**TASK TO CARRY OUT**
Leaving out all pictures, give again each line exactly, from the start of the listing through the line that contains "Where can the tram door".

**GIVEN DATA**
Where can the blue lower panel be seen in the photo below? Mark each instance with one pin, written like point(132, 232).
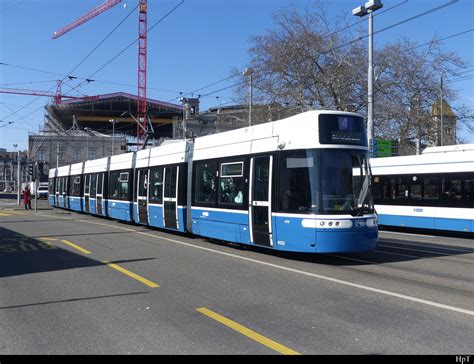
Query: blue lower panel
point(221, 230)
point(75, 203)
point(120, 210)
point(454, 224)
point(224, 225)
point(289, 235)
point(93, 207)
point(156, 217)
point(408, 221)
point(464, 225)
point(346, 241)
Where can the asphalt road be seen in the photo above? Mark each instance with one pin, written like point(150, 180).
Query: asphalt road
point(77, 284)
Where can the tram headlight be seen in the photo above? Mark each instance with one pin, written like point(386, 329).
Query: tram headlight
point(371, 222)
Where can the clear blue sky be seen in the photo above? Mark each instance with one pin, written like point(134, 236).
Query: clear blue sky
point(195, 46)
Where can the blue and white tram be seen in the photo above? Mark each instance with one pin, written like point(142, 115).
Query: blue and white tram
point(298, 184)
point(433, 190)
point(119, 190)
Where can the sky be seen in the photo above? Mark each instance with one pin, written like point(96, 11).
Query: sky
point(195, 46)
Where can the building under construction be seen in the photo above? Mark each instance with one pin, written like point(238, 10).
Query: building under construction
point(99, 126)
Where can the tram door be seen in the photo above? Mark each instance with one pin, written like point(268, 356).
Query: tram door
point(100, 193)
point(142, 195)
point(170, 197)
point(260, 200)
point(87, 179)
point(56, 191)
point(65, 188)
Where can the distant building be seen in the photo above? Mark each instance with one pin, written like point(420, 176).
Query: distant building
point(9, 168)
point(73, 146)
point(223, 118)
point(440, 135)
point(95, 127)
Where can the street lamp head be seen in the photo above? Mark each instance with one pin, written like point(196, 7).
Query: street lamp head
point(247, 72)
point(360, 11)
point(373, 5)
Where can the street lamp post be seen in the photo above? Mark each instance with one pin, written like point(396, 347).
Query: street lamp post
point(249, 72)
point(18, 175)
point(113, 135)
point(363, 10)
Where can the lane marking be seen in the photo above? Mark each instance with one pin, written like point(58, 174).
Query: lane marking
point(398, 233)
point(247, 332)
point(82, 250)
point(132, 275)
point(15, 212)
point(297, 271)
point(467, 250)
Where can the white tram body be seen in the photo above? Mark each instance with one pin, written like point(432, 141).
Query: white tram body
point(433, 190)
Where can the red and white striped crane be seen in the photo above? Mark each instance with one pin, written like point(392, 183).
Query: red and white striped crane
point(142, 52)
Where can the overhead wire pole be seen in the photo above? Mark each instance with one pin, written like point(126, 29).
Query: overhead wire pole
point(142, 53)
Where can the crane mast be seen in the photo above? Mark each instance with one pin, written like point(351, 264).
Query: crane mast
point(142, 51)
point(142, 55)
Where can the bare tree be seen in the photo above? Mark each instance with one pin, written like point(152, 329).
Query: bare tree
point(308, 62)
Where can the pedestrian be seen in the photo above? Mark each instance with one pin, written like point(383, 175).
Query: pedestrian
point(27, 198)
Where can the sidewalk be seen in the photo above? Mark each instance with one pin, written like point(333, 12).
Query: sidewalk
point(11, 204)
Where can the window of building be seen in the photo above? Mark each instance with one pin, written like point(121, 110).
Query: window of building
point(41, 155)
point(205, 186)
point(231, 183)
point(119, 186)
point(156, 185)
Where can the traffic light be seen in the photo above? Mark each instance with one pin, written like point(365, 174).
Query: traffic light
point(40, 168)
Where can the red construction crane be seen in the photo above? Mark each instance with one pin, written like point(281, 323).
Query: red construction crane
point(56, 96)
point(142, 51)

**WRITTEN ANSWER**
Where can the blue lower panel be seen in the photo below? Mark each instance with one pin, written like point(132, 232).
Query: blue lower panel
point(221, 230)
point(75, 203)
point(120, 210)
point(454, 224)
point(224, 225)
point(289, 235)
point(93, 207)
point(156, 217)
point(408, 221)
point(464, 225)
point(346, 241)
Where can the asphalt road be seen in the photo above? Mark each instance with one pin, written like point(150, 180).
Query: asphalt road
point(77, 284)
Where can the tram headlight be seen in the photo above? Mark each instance with one pin, written like point(386, 329).
Query: tram headlight
point(371, 222)
Where can the clear blue sky be seen in the photo above? Mark each instance with one pin, written like point(134, 236).
Query: clear blue sky
point(195, 46)
Where can the blue and white tram be seen in the photo above? Mark each instance with one pin, written like point(142, 115).
Query: blue and white tram
point(298, 184)
point(433, 190)
point(119, 190)
Where can the sky be seen in the photo above? Mark each instance with one pin, written like point(96, 11).
Query: sky
point(195, 46)
Where can the building under construction be seen in the photo above? Mark each instance with one pin, written like point(238, 10).
Query: building under construction
point(99, 126)
Where can the tram door be seen in the photo above? Mark each instance with one pin, written like point(268, 356).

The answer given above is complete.